### Prompt 1
From the weekly roundup of links, return the passage starting at "Have a great" and ending at "Because it’s Friday.", copied word for word.

This week’s kicker, Jon Stewart on the Fox News coverage of Obama’s “latte salute:” “Fuck you and all your false patriotism.”

Have a great weekend. More stuff next week.

September 19, 2014

filtered, week of sep 15 2014

I’m going to continue to muck with the format of this thing. Let’s try this on for size: 10+1. Ten good things and a kicker. Because it’s Friday.

  1. Thursday morning’s rain. The sound of it woke me up at 5am, my wife about a half hour later. “What’s that noise?” she asked. It felt great to run in, walk in, see on the sidewalks, smell in the air… Finally.
  2. Nick Sweeney on watches, where he gives a fantastically abbreviated history of wrist technology products over the past 100 years (“The 1970s was a decade of genuine transition for the watch industry, where radical styling accompanied rapid changes to the production process, electronics companies momentarily asserted their superiority to traditional manufacturers, and where customers accepted very clear compromises in order to strap the future to their wrists”) and uses it to deliver a crushing critique of Apple’s product and design strategy. No more spoilers; go read it.
  3. Tim Maly on experiencing context collapse at XOXO. “This is an era of networked wealth, going to scale, first mover advantage, positive feedback loops, virtuous cycles, high concentration, and high disparity. These are some of the intolerable conditions of the time we call (with subversive hope) Late Capitalism.” Tim’s next paragraph is a single word: “We,” complete with scare quotes. Which is perfect. The punctuation matters, because it’s very difficult to draw accurate boundaries around the first person plural. Especially when it comes to the definition of “creators.”
  4. Nicola Twilley on the taste of spoons. “[Zoe Laughlin] had volunteers lining up to suck on a set of seven spoons that were identical in shape and size, but plated with different metals.” Surprise! Golden spoons taste best. Speaking of which…
  5. Notch says goodbye to all that. “Thank you for turning Minecraft into what it has become, but there are too many of you, and I can’t be responsible for all that.” I don’t know him from Adam, but there’s sadness and confusion and more than a little bit of regret weaved through his post, and it doesn’t have anything to do with Minecraft now being part of Microsoft. Not quite the typical incredible journey.

### Source data
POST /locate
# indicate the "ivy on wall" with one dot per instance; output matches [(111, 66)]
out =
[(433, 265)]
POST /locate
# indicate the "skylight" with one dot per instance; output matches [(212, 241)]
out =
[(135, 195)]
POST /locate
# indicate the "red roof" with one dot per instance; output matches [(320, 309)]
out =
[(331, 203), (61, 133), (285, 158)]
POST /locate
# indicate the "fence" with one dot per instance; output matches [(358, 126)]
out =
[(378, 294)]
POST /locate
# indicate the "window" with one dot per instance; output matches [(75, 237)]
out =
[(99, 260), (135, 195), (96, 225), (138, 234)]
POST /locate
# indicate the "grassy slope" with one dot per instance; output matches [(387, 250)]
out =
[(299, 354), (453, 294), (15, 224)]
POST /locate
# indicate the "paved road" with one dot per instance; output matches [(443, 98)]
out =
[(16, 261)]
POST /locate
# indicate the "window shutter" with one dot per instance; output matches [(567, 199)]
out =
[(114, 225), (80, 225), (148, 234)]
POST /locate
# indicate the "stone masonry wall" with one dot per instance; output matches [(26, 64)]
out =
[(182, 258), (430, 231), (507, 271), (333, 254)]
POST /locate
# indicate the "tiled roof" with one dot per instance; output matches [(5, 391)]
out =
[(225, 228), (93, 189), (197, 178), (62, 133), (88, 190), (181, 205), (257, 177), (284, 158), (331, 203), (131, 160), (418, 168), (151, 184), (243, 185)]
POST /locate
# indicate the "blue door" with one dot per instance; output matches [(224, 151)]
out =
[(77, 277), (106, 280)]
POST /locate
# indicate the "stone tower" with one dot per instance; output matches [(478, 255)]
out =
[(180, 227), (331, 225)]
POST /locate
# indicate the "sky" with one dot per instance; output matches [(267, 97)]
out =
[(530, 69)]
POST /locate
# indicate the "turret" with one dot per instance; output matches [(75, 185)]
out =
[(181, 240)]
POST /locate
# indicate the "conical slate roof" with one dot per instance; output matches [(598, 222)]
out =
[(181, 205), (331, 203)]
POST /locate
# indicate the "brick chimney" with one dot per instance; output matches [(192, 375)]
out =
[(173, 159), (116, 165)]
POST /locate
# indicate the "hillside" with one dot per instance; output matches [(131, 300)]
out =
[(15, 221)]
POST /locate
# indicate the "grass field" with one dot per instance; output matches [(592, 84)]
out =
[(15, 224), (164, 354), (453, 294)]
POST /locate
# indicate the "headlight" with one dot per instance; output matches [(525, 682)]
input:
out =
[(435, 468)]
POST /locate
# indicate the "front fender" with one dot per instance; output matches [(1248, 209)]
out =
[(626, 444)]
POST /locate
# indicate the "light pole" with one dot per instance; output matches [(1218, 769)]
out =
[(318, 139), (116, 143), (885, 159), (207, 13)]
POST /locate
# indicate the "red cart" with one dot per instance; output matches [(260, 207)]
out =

### Prompt 2
Recast the source data as a JSON list of strings, one string per line, with blank lines left out. Start at the first line of the source data and end at the line containing "184), (243, 185)]", including both of those lines.

### Correct output 1
Have a great weekend. More stuff next week.

September 19, 2014

filtered, week of sep 15 2014

I’m going to continue to muck with the format of this thing. Let’s try this on for size: 10+1. Ten good things and a kicker. Because it’s Friday.

### Correct output 2
[
  "POST /locate",
  "# indicate the \"ivy on wall\" with one dot per instance; output matches [(111, 66)]",
  "out =",
  "[(433, 265)]",
  "POST /locate",
  "# indicate the \"skylight\" with one dot per instance; output matches [(212, 241)]",
  "out =",
  "[(135, 195)]",
  "POST /locate",
  "# indicate the \"red roof\" with one dot per instance; output matches [(320, 309)]",
  "out =",
  "[(331, 203), (61, 133), (285, 158)]",
  "POST /locate",
  "# indicate the \"fence\" with one dot per instance; output matches [(358, 126)]",
  "out =",
  "[(378, 294)]",
  "POST /locate",
  "# indicate the \"window\" with one dot per instance; output matches [(75, 237)]",
  "out =",
  "[(99, 260), (135, 195), (96, 225), (138, 234)]",
  "POST /locate",
  "# indicate the \"grassy slope\" with one dot per instance; output matches [(387, 250)]",
  "out =",
  "[(299, 354), (453, 294), (15, 224)]",
  "POST /locate",
  "# indicate the \"paved road\" with one dot per instance; output matches [(443, 98)]",
  "out =",
  "[(16, 261)]",
  "POST /locate",
  "# indicate the \"window shutter\" with one dot per instance; output matches [(567, 199)]",
  "out =",
  "[(114, 225), (80, 225), (148, 234)]",
  "POST /locate",
  "# indicate the \"stone masonry wall\" with one dot per instance; output matches [(26, 64)]",
  "out =",
  "[(182, 258), (430, 231), (507, 271), (333, 254)]",
  "POST /locate",
  "# indicate the \"tiled roof\" with one dot per instance; output matches [(5, 391)]",
  "out =",
  "[(225, 228), (93, 189), (197, 178), (62, 133), (88, 190), (181, 205), (257, 177), (284, 158), (331, 203), (131, 160), (418, 168), (151, 184), (243, 185)]"
]